=== Data to process ===

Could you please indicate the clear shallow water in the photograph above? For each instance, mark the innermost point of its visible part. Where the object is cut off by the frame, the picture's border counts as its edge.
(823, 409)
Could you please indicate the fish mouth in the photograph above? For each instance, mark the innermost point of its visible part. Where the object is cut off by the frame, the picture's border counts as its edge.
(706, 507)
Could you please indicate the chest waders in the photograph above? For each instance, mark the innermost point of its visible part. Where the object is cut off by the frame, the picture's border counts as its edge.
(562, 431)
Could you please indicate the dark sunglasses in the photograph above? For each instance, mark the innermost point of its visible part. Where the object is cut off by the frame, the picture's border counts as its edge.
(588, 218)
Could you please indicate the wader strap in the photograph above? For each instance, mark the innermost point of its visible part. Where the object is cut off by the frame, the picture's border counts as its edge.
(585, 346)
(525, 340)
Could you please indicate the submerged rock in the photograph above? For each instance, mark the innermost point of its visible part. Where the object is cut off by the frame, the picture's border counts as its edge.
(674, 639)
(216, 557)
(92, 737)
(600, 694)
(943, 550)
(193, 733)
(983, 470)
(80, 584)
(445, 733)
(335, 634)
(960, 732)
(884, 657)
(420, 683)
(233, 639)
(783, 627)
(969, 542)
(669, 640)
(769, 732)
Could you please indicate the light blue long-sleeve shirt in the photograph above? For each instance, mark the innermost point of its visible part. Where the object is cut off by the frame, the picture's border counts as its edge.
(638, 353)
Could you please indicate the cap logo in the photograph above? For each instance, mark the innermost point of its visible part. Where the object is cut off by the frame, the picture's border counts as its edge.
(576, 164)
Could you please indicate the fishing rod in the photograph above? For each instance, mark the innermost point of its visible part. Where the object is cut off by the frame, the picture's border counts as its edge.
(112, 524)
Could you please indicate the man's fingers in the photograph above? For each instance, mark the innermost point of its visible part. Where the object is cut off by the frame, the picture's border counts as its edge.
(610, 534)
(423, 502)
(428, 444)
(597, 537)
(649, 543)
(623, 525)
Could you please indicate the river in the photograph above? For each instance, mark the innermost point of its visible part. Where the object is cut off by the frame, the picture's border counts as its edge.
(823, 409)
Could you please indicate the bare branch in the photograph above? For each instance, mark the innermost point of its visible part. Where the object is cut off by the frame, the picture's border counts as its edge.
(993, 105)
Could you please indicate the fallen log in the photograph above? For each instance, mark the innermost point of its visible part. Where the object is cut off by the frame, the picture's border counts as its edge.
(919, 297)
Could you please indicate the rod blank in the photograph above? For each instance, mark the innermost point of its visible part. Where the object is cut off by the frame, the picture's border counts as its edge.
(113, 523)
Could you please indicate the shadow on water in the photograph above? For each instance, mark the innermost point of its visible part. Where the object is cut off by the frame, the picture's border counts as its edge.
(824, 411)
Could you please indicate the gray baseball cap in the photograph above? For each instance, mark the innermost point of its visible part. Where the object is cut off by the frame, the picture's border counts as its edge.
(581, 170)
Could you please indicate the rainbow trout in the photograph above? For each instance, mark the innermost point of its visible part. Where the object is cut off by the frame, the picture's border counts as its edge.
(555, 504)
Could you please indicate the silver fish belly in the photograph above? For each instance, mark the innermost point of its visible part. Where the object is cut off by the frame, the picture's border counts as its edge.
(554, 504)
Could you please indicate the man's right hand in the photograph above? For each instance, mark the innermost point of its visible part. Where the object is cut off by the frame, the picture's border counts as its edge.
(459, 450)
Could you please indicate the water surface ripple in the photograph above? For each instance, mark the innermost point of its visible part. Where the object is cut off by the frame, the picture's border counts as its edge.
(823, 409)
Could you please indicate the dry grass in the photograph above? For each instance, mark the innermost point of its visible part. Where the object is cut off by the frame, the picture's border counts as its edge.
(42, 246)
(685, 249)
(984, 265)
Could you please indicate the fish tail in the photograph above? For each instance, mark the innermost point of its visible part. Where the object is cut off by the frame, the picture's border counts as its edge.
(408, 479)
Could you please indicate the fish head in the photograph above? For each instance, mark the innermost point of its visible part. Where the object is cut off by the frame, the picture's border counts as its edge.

===
=== Data to process ===

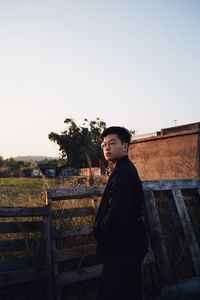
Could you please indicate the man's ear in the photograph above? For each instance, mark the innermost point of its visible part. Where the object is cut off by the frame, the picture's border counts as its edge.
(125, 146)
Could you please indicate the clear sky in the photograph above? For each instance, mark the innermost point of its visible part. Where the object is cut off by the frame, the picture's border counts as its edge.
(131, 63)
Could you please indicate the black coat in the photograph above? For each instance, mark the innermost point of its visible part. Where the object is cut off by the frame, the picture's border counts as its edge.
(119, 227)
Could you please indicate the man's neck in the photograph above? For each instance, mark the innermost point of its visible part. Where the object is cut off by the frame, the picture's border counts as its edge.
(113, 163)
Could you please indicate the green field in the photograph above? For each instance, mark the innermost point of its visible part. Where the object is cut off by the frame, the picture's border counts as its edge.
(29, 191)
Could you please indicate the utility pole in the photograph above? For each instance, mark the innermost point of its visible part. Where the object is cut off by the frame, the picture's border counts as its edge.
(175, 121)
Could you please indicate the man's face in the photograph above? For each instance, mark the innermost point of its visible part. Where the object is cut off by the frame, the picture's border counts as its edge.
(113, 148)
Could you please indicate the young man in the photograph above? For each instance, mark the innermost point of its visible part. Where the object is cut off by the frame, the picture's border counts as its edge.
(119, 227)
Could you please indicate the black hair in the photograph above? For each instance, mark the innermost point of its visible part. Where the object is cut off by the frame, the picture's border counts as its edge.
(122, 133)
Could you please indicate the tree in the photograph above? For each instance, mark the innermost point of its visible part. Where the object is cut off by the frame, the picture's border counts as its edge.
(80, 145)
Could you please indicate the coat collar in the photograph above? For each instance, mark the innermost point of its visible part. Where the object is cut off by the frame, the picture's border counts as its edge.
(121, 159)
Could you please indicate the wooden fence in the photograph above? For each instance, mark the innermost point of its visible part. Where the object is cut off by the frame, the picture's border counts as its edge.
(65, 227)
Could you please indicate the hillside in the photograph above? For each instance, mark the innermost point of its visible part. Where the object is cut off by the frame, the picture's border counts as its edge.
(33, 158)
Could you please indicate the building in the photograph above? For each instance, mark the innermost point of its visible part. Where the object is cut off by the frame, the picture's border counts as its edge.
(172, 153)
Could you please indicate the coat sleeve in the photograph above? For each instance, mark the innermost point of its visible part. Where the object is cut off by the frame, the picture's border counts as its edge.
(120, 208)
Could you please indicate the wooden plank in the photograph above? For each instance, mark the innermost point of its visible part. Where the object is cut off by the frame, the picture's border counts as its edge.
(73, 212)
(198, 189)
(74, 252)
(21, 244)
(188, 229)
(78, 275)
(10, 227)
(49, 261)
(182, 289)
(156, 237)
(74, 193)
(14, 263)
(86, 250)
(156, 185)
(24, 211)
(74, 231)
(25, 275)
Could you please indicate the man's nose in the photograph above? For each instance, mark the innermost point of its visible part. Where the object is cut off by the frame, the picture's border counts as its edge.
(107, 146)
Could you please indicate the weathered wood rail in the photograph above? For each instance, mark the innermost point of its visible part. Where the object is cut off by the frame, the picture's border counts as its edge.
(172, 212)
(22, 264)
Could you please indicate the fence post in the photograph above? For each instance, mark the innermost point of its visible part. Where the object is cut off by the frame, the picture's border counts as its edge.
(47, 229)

===
=== Data to process ===

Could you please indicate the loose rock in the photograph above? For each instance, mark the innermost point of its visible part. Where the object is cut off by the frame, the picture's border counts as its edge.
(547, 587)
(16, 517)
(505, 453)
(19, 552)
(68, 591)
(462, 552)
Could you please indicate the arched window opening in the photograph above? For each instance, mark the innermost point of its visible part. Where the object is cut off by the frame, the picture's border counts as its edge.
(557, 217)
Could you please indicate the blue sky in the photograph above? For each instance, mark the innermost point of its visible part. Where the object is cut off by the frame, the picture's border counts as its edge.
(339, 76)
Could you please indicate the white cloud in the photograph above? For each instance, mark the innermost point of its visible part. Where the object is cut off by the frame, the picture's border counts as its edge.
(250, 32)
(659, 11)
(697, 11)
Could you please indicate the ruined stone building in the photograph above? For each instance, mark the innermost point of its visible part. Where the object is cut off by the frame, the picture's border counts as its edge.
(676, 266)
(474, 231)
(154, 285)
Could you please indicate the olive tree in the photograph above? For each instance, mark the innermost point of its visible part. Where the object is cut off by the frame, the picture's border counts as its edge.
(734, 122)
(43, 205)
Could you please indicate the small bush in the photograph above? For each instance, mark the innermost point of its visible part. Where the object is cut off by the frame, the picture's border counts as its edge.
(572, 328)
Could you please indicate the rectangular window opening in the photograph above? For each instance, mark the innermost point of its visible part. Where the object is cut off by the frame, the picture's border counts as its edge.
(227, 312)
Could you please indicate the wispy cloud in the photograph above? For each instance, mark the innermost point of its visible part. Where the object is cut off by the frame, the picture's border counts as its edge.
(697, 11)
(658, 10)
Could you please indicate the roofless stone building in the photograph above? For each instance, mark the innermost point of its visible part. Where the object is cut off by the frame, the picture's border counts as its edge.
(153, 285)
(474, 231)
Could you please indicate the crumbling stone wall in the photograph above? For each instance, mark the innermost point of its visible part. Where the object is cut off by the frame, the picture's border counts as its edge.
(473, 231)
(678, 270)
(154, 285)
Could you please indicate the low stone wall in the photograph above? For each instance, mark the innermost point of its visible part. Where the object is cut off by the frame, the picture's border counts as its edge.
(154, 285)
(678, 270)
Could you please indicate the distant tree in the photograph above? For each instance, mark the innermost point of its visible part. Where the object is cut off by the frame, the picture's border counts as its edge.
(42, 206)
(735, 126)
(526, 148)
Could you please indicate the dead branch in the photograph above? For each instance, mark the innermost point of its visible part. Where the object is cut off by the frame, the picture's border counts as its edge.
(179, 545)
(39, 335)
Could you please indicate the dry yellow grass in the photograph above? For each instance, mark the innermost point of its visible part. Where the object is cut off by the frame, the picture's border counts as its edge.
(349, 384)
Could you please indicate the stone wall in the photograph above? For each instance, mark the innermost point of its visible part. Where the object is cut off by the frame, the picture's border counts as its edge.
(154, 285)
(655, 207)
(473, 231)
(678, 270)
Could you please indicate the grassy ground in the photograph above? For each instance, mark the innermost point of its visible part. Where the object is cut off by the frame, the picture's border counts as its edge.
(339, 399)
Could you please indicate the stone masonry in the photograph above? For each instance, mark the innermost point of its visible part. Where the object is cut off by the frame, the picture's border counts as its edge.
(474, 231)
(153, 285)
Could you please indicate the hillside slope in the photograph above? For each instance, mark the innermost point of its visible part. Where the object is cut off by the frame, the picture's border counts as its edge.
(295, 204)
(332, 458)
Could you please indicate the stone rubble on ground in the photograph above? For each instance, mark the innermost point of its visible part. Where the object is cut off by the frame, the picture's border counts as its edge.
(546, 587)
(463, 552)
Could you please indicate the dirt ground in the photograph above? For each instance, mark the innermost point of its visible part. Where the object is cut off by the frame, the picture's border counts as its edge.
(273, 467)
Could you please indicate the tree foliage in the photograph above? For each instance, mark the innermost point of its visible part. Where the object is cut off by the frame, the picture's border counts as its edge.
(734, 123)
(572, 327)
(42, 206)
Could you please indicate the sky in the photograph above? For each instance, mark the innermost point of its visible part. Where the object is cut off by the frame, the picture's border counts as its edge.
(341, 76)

===

Problem
Which lines in the listing above contain the word "blue"? Locate each one and copy it out in full.

Solution to this exercise
Could you please indicate the light blue long-sleeve shirt in the photograph above? For each instance, mark the innermost point of its visible part. Where the object is cut off by the frame, the picture's border counts as its edge.
Could you please indicate the blue sky in the photograph above? For each instance, mark the innermost point of its visible part. Where the object is cut off by the frame, the picture's border counts as its edge.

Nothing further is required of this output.